■ TASK ■
Reproduce word for word the part of the cloud bugs seminar announcement starting at "I will describe" and ending at "in small/medium-scale deployments.".

■ EXTRACT TO READ ■
== == ==

NOTE SPECIAL DAY - TUESDAY
Tuesday, April 25, 2017
SPEAKER: Haryadi Gunawi, University of Chicago
TITLE: What (New) Bugs Live in the Cloud?
I will describe three new classes of bugs that often appear in large-scale datacenter distributed systems: (1) distributed concurrency bugs, caused by non-deterministic timings of distributed events such as message arrivals as well as multiple crashes and reboots; (2) limpware-induced performance bugs, design bugs that surface in the presence of "limping" hardware and cause cascades of performance failures; and (3) scalability bugs, latent bugs that are scale dependent, typically only surface in large-scale deployments (100+ nodes) but not necessarily in small/medium-scale deployments.
The findings above are based on our long, large-scale cloud bug study (3000+ bugs) and cloud outage study (500+ outages). I will present some of our work in understanding and combating the three classes of bugs above, including semantic-aware model checking (SAMC), taxonomy of distributed concurrency bugs (TaxDC), impacts of limpware ("Limplock"), path-based speculative execution (PBSE), and scalability checks (SCk).
His research focus is in improving dependability of storage and cloud computing systems in the context of (1) performance stability, wherein he is interested in building storage and distributed systems that are robust to "limping" hardware, (2) reliability, wherein he is interested in combating non-deterministic concurrency bugs in cloud-scale distributed systems, and (3) scalability, wherein he is interested in developing approaches to find latent scalability bugs that only appear in large-scale deployments.
SEMINAR HOST: Garth Gibson

== == ==

(Data entries)
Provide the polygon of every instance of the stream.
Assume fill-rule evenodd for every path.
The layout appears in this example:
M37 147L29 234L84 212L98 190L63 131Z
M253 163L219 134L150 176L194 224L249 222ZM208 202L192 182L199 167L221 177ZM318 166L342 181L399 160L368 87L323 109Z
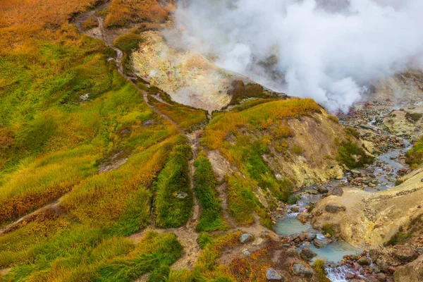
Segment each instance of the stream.
M374 121L369 123L369 125L374 128L377 128L374 125ZM378 128L379 129L379 128ZM404 140L404 147L395 149L385 154L381 154L376 157L374 162L366 168L357 170L360 173L371 173L377 180L377 185L375 187L365 187L363 190L369 192L376 192L384 191L396 185L396 176L401 168L405 166L400 163L400 158L408 149L411 148L411 144ZM353 171L357 173L357 171ZM321 186L327 188L330 192L336 187L348 187L348 178L352 177L352 173L347 173L343 179L333 180ZM350 186L351 187L351 186ZM355 187L352 185L352 187ZM357 189L360 189L358 188ZM305 188L298 191L295 195L299 197L295 204L291 204L288 208L288 214L284 218L278 219L274 226L276 233L280 235L293 236L301 233L315 235L315 238L322 242L324 245L323 247L316 247L313 243L303 241L299 246L301 250L304 247L317 254L312 262L316 258L324 258L326 264L325 270L327 277L332 282L347 282L347 274L352 274L356 277L362 277L360 274L361 266L352 269L346 265L341 265L340 263L345 255L358 255L363 252L364 250L352 246L347 242L338 240L331 238L326 238L325 235L318 230L312 228L307 221L302 223L297 216L300 213L307 212L307 209L313 203L316 203L324 197L325 193L317 192L317 186L313 185Z

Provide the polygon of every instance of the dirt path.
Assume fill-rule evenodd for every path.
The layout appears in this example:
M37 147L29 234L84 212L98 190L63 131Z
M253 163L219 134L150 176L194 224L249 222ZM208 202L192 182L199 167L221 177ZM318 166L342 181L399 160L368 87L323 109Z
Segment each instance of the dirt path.
M98 27L94 28L91 30L84 30L82 27L83 25L83 22L90 16L94 16L96 11L101 11L107 7L107 4L104 5L102 5L93 11L86 12L81 16L80 16L75 22L75 25L80 30L81 33L84 33L88 36L93 37L98 39L102 40L105 42L105 44L109 47L112 48L116 52L116 58L110 58L109 61L113 61L115 62L116 66L118 66L118 71L121 75L125 78L130 83L131 83L134 87L135 87L142 94L145 104L157 115L161 116L163 118L168 121L173 126L175 126L178 131L183 135L184 135L191 145L191 151L192 158L189 161L189 169L190 169L190 175L189 175L189 183L190 188L192 190L194 194L194 173L195 173L195 167L194 167L194 161L197 157L197 154L198 153L199 149L199 133L201 132L201 130L190 134L188 134L186 131L183 130L179 127L179 125L173 121L169 116L163 114L159 109L157 109L154 106L149 103L148 99L148 93L144 90L141 89L138 85L137 85L133 82L133 78L128 77L123 72L123 66L122 64L122 58L123 56L123 53L122 51L116 48L113 45L113 40L117 36L121 34L124 34L128 32L128 29L120 29L120 30L114 30L113 31L110 31L109 30L106 30L104 27L104 19L99 16L97 16L96 18L98 20L99 26ZM161 102L159 100L159 102ZM178 237L178 241L183 246L184 253L183 257L175 264L172 265L173 269L179 269L183 268L192 269L194 264L197 261L197 258L200 255L201 252L201 248L198 245L197 243L197 238L198 238L198 234L195 231L195 226L198 223L198 220L200 218L200 207L198 203L198 200L196 197L193 197L194 199L194 204L192 212L192 215L190 220L187 222L187 223L179 228L168 228L168 229L161 229L157 228L154 226L154 223L152 226L143 230L142 231L133 234L130 236L130 238L134 242L137 243L140 240L141 238L144 235L145 232L148 231L154 231L158 233L173 233ZM154 211L153 211L154 212Z

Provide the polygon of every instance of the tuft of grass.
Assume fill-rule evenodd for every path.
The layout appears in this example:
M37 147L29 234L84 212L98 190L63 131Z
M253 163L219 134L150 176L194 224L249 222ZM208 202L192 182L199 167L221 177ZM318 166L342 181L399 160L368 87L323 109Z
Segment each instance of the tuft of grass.
M201 204L201 214L196 226L197 231L214 231L227 229L228 226L222 218L222 206L216 190L216 176L204 152L198 154L194 166L196 167L194 174L194 190Z
M232 82L232 89L228 94L232 97L230 105L239 104L241 101L248 98L262 98L269 96L260 85L249 83L245 85L243 80L235 80Z
M407 152L405 162L411 169L415 169L423 164L423 137Z
M350 168L355 168L372 164L374 157L367 155L362 148L355 143L343 142L339 146L336 160Z
M189 180L190 158L191 147L181 136L155 183L157 226L179 227L190 219L193 205Z
M226 176L228 181L228 209L229 214L241 224L254 222L253 212L257 200L252 192L253 183L238 175ZM254 181L253 181L254 183Z
M138 48L142 42L142 37L140 35L134 32L128 32L114 39L113 44L124 52L130 52Z
M297 144L293 145L292 149L293 149L293 152L294 152L294 154L302 154L302 153L304 153L304 149L298 145Z
M152 96L149 101L184 130L192 132L207 121L206 111L175 103L167 95L161 96L165 97L164 100L167 104L159 102Z
M324 258L317 259L313 264L313 268L316 271L317 281L319 282L330 282L331 281L326 277L326 271L324 270Z
M112 0L104 26L123 27L142 20L162 23L173 9L171 4L162 7L157 0Z
M90 16L84 22L82 27L84 30L88 30L98 26L99 22L97 21L97 19L95 17Z

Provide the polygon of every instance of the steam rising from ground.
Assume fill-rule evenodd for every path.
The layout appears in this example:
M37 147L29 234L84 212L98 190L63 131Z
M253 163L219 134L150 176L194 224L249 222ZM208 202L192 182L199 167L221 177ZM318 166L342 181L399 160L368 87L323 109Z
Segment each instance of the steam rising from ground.
M422 0L188 0L176 20L184 47L333 111L423 63Z

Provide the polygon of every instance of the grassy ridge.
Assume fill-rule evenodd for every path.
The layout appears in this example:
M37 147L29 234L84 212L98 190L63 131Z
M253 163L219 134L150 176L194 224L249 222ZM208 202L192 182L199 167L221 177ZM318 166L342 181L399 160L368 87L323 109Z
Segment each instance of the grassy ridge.
M423 164L423 137L417 141L411 149L407 152L405 162L410 165L411 169L415 169Z
M179 227L190 219L192 191L188 161L191 147L180 136L155 183L155 223L162 228Z
M213 168L206 154L200 153L194 163L194 190L201 204L201 215L197 225L197 231L214 231L228 228L222 219L222 206L216 187L217 182Z
M207 121L206 111L193 109L169 101L169 104L159 102L154 97L149 97L149 100L160 111L169 116L184 130L191 132L200 125Z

== == ==

■ ANSWER BELOW ■
I will describe three new classes of bugs that often appear in large-scale datacenter distributed systems: (1) distributed concurrency bugs, caused by non-deterministic timings of distributed events such as message arrivals as well as multiple crashes and reboots; (2) limpware-induced performance bugs, design bugs that surface in the presence of "limping" hardware and cause cascades of performance failures; and (3) scalability bugs, latent bugs that are scale dependent, typically only surface in large-scale deployments (100+ nodes) but not necessarily in small/medium-scale deployments.